• [WHAT THE TASK ASKS]: The task calls for the line containing "green tree? Mark that spot." and all later lines, through the end of the entries below, to be set down exactly and without pictures.

----- DATA EXCERPTS -----

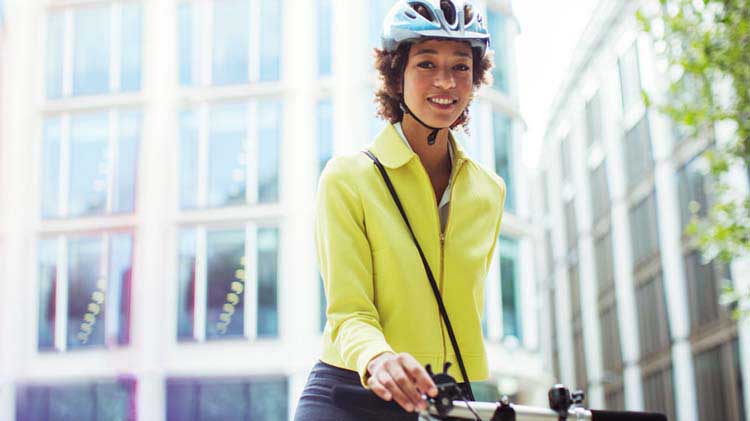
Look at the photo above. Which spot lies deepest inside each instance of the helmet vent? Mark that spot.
(423, 11)
(449, 11)
(468, 14)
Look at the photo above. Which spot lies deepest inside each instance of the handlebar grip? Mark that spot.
(362, 401)
(626, 416)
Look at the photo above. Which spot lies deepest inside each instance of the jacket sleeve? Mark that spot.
(345, 262)
(488, 261)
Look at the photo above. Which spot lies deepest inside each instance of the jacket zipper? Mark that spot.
(441, 234)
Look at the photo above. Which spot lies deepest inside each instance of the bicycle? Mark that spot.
(450, 404)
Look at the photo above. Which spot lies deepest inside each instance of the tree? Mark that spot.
(705, 45)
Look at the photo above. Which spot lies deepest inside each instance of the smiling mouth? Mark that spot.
(442, 101)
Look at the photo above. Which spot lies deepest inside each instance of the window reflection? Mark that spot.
(225, 315)
(231, 35)
(268, 255)
(89, 167)
(227, 155)
(91, 50)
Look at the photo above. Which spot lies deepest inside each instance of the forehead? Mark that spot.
(441, 47)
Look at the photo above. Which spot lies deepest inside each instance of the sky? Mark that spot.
(550, 30)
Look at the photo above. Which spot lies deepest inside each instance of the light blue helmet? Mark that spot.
(449, 19)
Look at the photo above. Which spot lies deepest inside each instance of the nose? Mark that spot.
(444, 79)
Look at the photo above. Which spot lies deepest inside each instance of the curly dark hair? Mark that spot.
(390, 67)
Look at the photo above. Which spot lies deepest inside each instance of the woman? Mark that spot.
(384, 323)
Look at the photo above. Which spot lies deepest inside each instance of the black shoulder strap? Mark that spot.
(427, 269)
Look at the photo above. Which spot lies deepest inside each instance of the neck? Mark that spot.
(435, 158)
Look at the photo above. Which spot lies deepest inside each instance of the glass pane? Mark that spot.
(268, 400)
(113, 401)
(630, 80)
(225, 400)
(186, 285)
(91, 50)
(271, 24)
(503, 139)
(509, 283)
(89, 164)
(378, 10)
(497, 22)
(188, 159)
(132, 41)
(226, 284)
(86, 292)
(227, 157)
(325, 133)
(127, 162)
(182, 400)
(231, 41)
(47, 287)
(269, 136)
(119, 287)
(268, 254)
(185, 42)
(325, 37)
(71, 403)
(54, 53)
(51, 168)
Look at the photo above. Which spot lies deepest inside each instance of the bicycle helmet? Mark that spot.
(448, 19)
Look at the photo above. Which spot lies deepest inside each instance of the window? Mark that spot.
(630, 79)
(94, 32)
(658, 393)
(600, 192)
(325, 133)
(644, 229)
(703, 286)
(324, 9)
(575, 290)
(112, 400)
(84, 290)
(241, 38)
(504, 155)
(610, 337)
(89, 163)
(220, 150)
(571, 225)
(638, 154)
(604, 263)
(652, 317)
(510, 287)
(263, 398)
(580, 357)
(593, 120)
(233, 274)
(692, 188)
(497, 27)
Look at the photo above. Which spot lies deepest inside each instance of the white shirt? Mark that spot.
(445, 199)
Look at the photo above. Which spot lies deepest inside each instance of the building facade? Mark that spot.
(156, 253)
(633, 313)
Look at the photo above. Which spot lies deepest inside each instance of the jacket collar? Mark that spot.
(393, 153)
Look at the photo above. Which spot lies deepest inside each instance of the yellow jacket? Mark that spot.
(379, 296)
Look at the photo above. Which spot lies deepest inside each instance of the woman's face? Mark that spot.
(438, 81)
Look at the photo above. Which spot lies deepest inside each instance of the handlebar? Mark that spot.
(359, 399)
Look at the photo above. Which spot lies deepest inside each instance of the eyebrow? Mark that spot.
(430, 51)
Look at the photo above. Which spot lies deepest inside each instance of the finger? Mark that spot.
(406, 383)
(398, 395)
(379, 389)
(420, 376)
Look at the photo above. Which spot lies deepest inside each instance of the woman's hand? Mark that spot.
(400, 377)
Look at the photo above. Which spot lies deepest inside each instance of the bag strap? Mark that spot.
(427, 269)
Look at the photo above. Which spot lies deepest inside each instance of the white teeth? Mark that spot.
(442, 101)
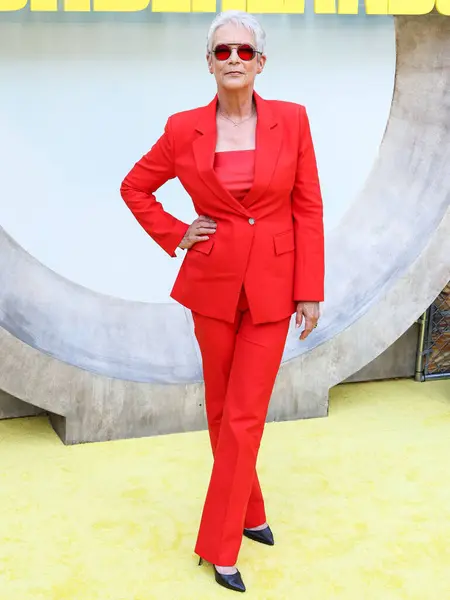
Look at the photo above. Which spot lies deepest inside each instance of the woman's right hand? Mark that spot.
(199, 231)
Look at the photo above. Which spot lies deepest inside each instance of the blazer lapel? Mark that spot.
(204, 148)
(268, 145)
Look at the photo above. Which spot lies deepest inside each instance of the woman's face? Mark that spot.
(234, 73)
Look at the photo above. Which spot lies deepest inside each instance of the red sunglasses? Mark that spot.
(244, 51)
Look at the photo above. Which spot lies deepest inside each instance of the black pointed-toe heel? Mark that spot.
(263, 536)
(231, 582)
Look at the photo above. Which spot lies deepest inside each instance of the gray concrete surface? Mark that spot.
(11, 407)
(116, 369)
(397, 361)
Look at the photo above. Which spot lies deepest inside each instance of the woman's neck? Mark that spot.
(237, 104)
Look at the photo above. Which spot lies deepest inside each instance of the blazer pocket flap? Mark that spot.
(284, 242)
(204, 247)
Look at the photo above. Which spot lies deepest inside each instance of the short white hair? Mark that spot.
(238, 17)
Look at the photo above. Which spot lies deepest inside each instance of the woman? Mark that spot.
(254, 257)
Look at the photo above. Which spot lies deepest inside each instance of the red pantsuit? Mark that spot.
(240, 363)
(268, 242)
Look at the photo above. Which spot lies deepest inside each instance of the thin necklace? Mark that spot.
(236, 124)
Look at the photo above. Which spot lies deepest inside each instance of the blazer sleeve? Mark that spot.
(307, 211)
(138, 187)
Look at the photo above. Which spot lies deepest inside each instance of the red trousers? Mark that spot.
(240, 364)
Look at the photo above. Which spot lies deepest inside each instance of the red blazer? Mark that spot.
(271, 242)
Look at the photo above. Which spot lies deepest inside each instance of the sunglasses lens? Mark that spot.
(246, 52)
(222, 52)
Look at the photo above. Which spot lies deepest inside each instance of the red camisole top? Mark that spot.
(235, 171)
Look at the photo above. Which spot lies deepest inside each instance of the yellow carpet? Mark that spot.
(359, 503)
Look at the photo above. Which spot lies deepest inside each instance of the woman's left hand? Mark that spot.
(311, 312)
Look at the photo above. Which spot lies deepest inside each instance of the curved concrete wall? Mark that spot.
(387, 260)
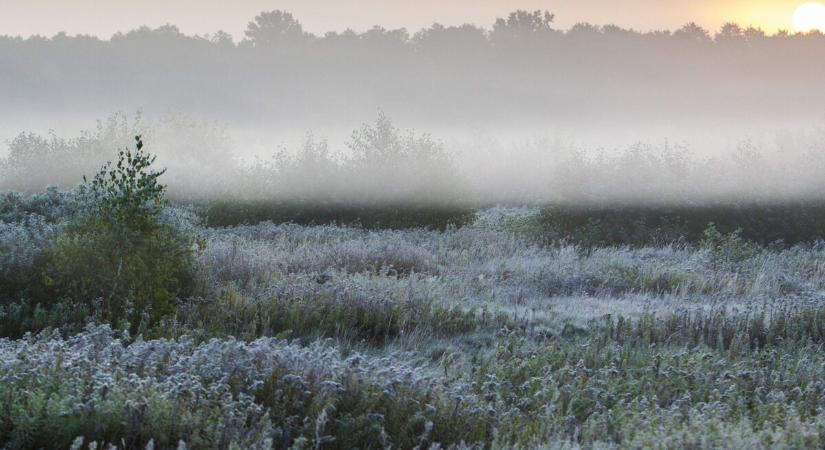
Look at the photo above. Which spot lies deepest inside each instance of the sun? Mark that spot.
(809, 17)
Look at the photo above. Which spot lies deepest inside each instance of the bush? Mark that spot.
(645, 225)
(120, 251)
(388, 216)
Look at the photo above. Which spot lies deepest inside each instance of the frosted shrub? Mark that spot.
(220, 394)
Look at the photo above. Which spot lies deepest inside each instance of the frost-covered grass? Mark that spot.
(335, 337)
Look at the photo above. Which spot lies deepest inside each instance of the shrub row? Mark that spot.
(639, 225)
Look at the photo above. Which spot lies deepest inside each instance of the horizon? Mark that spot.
(81, 17)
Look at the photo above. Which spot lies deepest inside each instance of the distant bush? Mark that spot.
(119, 252)
(390, 216)
(639, 225)
(390, 179)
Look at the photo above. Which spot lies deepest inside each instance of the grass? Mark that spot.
(479, 336)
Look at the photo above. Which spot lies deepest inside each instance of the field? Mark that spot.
(483, 336)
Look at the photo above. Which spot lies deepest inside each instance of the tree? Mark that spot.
(120, 256)
(692, 32)
(522, 24)
(275, 28)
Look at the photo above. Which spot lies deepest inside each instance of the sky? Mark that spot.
(105, 17)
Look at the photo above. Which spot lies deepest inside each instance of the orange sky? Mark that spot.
(104, 17)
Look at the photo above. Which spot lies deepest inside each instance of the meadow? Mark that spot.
(137, 315)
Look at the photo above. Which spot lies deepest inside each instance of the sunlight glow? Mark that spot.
(809, 17)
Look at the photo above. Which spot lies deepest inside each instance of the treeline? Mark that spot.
(522, 64)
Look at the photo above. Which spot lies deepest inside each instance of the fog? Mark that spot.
(518, 111)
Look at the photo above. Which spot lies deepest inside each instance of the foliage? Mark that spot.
(640, 225)
(119, 251)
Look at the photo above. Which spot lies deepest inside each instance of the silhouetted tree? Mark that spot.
(274, 28)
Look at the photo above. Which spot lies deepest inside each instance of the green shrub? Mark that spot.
(120, 251)
(728, 248)
(595, 225)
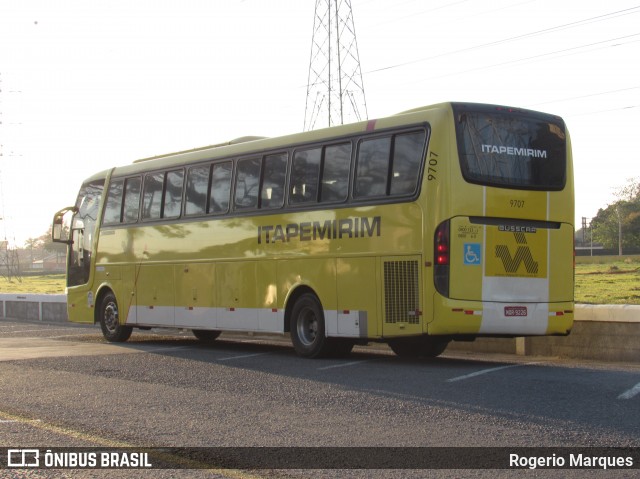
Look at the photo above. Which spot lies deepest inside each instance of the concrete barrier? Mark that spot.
(600, 332)
(40, 307)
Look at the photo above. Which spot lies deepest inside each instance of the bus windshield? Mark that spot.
(503, 148)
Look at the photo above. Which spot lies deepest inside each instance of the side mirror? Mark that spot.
(62, 220)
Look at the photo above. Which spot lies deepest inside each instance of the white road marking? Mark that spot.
(175, 348)
(486, 371)
(634, 391)
(344, 365)
(39, 330)
(230, 358)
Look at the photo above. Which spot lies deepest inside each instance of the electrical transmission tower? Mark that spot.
(335, 92)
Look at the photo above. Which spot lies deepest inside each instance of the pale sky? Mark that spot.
(87, 85)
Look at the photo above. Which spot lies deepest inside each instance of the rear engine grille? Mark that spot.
(401, 292)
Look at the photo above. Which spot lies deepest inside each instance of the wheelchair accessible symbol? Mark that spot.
(472, 253)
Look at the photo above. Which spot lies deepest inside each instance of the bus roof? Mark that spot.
(257, 145)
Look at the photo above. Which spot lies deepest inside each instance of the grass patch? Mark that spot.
(616, 282)
(42, 284)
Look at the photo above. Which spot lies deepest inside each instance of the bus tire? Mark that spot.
(112, 330)
(308, 327)
(206, 335)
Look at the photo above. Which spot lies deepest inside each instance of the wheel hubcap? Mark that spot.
(111, 316)
(307, 327)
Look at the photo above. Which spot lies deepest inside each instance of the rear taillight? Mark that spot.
(441, 259)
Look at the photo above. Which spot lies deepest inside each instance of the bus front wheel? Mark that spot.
(308, 328)
(112, 330)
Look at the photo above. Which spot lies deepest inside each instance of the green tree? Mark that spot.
(618, 225)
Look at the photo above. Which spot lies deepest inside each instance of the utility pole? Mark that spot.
(335, 90)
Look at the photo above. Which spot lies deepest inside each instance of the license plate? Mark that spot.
(511, 311)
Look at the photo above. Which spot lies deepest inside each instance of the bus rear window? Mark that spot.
(522, 150)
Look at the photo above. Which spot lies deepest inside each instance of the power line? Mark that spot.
(538, 57)
(598, 18)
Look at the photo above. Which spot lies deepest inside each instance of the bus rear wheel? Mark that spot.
(308, 328)
(206, 335)
(421, 347)
(112, 330)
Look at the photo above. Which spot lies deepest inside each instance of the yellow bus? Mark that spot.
(447, 222)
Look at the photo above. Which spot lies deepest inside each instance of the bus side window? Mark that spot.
(152, 196)
(335, 173)
(247, 183)
(196, 194)
(372, 168)
(305, 169)
(220, 187)
(113, 209)
(131, 199)
(408, 151)
(275, 173)
(173, 194)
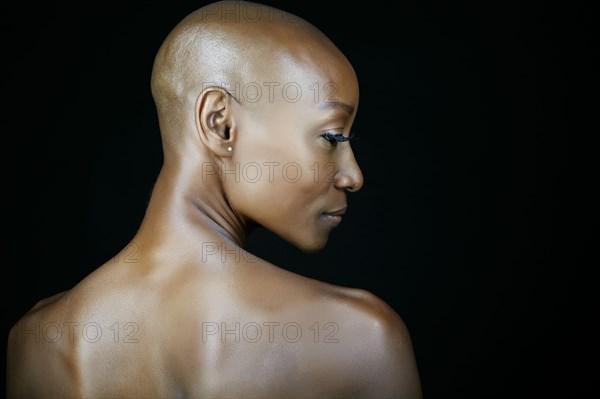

-----

• [RESPONSE FOR THIS EXERCISE]:
Look at the photo above. Which spot lies deepest inside each instance of the green tree? Mark that spot.
(618, 225)
Look at the photo above. Which spot lies deepest inside each instance of the utility pole? Mark that spot.
(335, 90)
Look at the photo above. Which spot lies deepest inside each instance of the license plate? Mark that spot.
(511, 311)
Look at the photo above. Which spot lies deepest inside each instance of the bus rear window? Mark that spot.
(522, 150)
Look at the photo above. Which spot lies deepest inside each instance of the power line? Mark that spot.
(538, 57)
(598, 18)
Look at the photo above. Which spot lies deepest inside each instance of the bus rear wheel? Mark that spot.
(308, 328)
(206, 335)
(421, 347)
(112, 330)
Look at the photo above. Which spot lies deepest inside each instance of the yellow bus? Mark that spot.
(447, 222)
Look at the photo above. Which spot lies deepest inside each instance of the bus side window? Mark that spot.
(152, 196)
(335, 173)
(247, 183)
(196, 194)
(372, 168)
(305, 169)
(220, 187)
(113, 209)
(131, 199)
(408, 151)
(275, 173)
(173, 194)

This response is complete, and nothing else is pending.